#### Passage to read:
On the campaign trail, 2020 presidential candidate Senator Elizabeth Warren relayed a moment that was monumental in the start of her career: the day her toddler became potty-trained. That event was what would qualify her daughter for enrollment in daycare, and enabled Warren to attend Rutgers Law School. That was 1979. Fast-forward to 2019 and working or student moms and dads still have struggles with work-life balance concerning childcare–multiply that several times over for nursing mothers.
Since Warren’s law school days some workplaces have established on-site daycare facilities, but these services can be unaffordable for many young families, and even fewer workplaces provide space for mothers to pump breastmilk.
A significant advance has recently been made at Rutgers–a Family Friendly Space (FFS) to accommodate mothers having their babies onsite for nursing, has opened at the Rutgers School of Environmental and Biological Sciences on the Cook campus in New Brunswick. The FFS serves as a free facility where lactating mothers can come to work or school, have their babies nearby, and use the space to nurse or pump. Located in the Food Science & Nutritional Sciences building in the space that formerly served as Dudley’s Café, the facility includes a semi-private area for babies to sleep; a private area to nurse or express, a changing station with sink; a social area, and a work area with WiFi. Its function is not to serve as a daycare facility, but rather as a club for families with nursing babies to utilize the space and develop a social network. Lactating mothers will have access to the facility whenever they need it, making their own arrangements for the baby’s care.

#### Check your understanding:
A) According to the Family Friendly Space article, in which building is the facility located?
B) From the Family Friendly Space article, return the passage between "Since Warren’s law" and "to pump breastmilk.", inclusive, copied word for word.
The lines that come after the Family Friendly Space article are not needed.

#### Provided data:

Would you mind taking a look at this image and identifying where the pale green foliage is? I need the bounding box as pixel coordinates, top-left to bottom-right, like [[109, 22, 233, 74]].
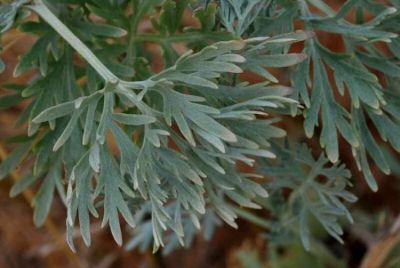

#### Replies:
A) The Food Science & Nutritional Sciences building, in the space that formerly served as Dudley's Café.

B)
Since Warren’s law school days some workplaces have established on-site daycare facilities, but these services can be unaffordable for many young families, and even fewer workplaces provide space for mothers to pump breastmilk.